*** Record set ***

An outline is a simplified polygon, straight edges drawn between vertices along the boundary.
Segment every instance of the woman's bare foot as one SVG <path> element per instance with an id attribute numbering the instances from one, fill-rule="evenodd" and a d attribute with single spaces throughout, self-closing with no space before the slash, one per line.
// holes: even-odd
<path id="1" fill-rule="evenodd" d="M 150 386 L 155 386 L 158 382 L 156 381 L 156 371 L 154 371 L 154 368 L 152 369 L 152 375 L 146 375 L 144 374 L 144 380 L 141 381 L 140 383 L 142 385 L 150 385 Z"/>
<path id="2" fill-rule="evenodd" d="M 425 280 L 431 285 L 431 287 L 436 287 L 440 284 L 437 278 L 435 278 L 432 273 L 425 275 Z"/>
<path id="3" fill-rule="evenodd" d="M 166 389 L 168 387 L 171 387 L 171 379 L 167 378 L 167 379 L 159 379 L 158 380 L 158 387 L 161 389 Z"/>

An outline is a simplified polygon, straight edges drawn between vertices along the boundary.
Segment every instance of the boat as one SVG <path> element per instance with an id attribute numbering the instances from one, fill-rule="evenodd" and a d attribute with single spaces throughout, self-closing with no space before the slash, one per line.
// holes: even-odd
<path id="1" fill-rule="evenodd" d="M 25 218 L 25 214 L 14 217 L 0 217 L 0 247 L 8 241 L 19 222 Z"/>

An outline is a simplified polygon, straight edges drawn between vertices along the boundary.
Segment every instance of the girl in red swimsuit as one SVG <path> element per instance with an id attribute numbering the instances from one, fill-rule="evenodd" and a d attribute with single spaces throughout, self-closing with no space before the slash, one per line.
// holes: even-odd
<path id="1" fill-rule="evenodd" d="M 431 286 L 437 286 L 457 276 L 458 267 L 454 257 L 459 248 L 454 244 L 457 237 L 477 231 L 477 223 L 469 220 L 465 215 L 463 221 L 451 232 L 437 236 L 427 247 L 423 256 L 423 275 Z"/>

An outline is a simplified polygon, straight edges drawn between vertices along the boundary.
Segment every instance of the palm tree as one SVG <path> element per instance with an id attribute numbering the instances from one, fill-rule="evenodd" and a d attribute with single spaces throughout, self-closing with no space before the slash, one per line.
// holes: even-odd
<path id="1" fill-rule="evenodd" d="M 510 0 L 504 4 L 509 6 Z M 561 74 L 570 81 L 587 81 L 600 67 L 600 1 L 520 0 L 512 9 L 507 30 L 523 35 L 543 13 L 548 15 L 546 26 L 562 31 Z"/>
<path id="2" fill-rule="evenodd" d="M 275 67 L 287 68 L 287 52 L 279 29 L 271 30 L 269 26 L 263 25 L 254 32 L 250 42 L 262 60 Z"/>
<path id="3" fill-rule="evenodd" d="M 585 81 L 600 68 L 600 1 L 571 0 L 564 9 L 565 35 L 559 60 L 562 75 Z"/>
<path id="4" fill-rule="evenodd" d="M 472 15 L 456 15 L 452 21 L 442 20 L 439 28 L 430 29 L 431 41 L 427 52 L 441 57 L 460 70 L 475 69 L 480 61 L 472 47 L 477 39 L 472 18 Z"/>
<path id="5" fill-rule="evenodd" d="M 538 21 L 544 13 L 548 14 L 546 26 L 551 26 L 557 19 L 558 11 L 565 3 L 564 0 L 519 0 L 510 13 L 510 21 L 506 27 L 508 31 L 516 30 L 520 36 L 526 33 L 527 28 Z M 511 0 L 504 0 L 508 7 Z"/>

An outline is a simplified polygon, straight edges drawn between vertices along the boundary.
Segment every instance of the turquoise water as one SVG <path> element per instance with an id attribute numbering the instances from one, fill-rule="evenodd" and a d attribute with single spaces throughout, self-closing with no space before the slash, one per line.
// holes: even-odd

*** End of Record set ***

• _What you have to do_
Retype each line of the data exactly as it reads.

• _Answer area_
An outline is a simplified polygon, straight edges drawn between vertices along the boundary.
Segment every instance of the woman's bare foot as one SVG <path> element per instance with an id attribute numbering the instances from one, fill-rule="evenodd" and a d attribute with single spaces throughout, self-closing with no space before the slash, one per line.
// holes: even-odd
<path id="1" fill-rule="evenodd" d="M 150 386 L 155 386 L 158 382 L 156 381 L 156 371 L 154 371 L 154 368 L 152 369 L 152 375 L 146 375 L 144 374 L 144 380 L 141 381 L 140 383 L 142 385 L 150 385 Z"/>
<path id="2" fill-rule="evenodd" d="M 425 280 L 431 285 L 431 287 L 436 287 L 440 284 L 437 278 L 435 278 L 432 273 L 425 275 Z"/>
<path id="3" fill-rule="evenodd" d="M 166 389 L 168 387 L 171 387 L 171 379 L 167 378 L 167 379 L 159 379 L 158 380 L 158 387 L 161 389 Z"/>

An outline is a simplified polygon, straight edges drawn between vertices along the boundary.
Segment every instance of the boat as one SVG <path> element per instance with an id attribute numbering the instances from one, fill-rule="evenodd" and a d attribute with single spaces throughout, self-closing with no space before the slash, one per line.
// holes: even-odd
<path id="1" fill-rule="evenodd" d="M 25 218 L 25 214 L 14 217 L 0 217 L 0 247 L 8 241 L 19 222 Z"/>

An outline is a simplified polygon, straight edges drawn between vertices along the boundary.
Segment every instance of the girl in red swimsuit as one SVG <path> element per instance with an id attribute numbering the instances from one, fill-rule="evenodd" and a d attribute with single spaces throughout, self-closing with no space before the slash, one per line.
// holes: even-odd
<path id="1" fill-rule="evenodd" d="M 431 286 L 437 286 L 457 276 L 458 267 L 454 257 L 459 248 L 454 244 L 457 237 L 477 231 L 477 223 L 469 220 L 465 215 L 463 221 L 451 232 L 437 236 L 427 247 L 423 256 L 423 275 Z"/>

An outline is a simplified polygon, straight edges drawn between vertices along the boundary.
Segment every instance of the palm tree as one SVG <path> element per instance with an id attribute numbering the instances from one, fill-rule="evenodd" and a d attribute with single spaces throughout, self-closing with no space before the slash, one per line.
// holes: even-odd
<path id="1" fill-rule="evenodd" d="M 510 0 L 504 4 L 509 6 Z M 561 74 L 570 81 L 587 81 L 600 67 L 600 1 L 520 0 L 512 9 L 507 30 L 523 35 L 543 13 L 548 15 L 546 26 L 562 31 Z"/>
<path id="2" fill-rule="evenodd" d="M 275 67 L 287 68 L 287 52 L 279 29 L 271 30 L 269 26 L 263 25 L 254 32 L 250 42 L 262 60 Z"/>
<path id="3" fill-rule="evenodd" d="M 585 81 L 600 68 L 600 1 L 571 0 L 564 9 L 565 35 L 559 60 L 562 75 Z"/>
<path id="4" fill-rule="evenodd" d="M 472 15 L 456 15 L 452 21 L 442 20 L 439 28 L 430 29 L 431 41 L 427 52 L 441 57 L 460 70 L 475 69 L 480 61 L 472 47 L 477 39 L 472 18 Z"/>
<path id="5" fill-rule="evenodd" d="M 538 21 L 544 13 L 548 14 L 546 26 L 551 26 L 557 19 L 558 11 L 565 3 L 564 0 L 519 0 L 510 13 L 510 21 L 506 27 L 508 31 L 516 30 L 520 36 L 526 33 L 527 28 Z M 511 0 L 504 0 L 508 7 Z"/>

An outline is a simplified polygon, straight edges drawn between vertices along the boundary.
Segment every instance of the turquoise water as one SVG <path> element per instance with an id attribute numbering the instances from one, fill-rule="evenodd" and a d attribute with single spaces throughout, self-closing with no space before the slash, one per line.
// holes: even-odd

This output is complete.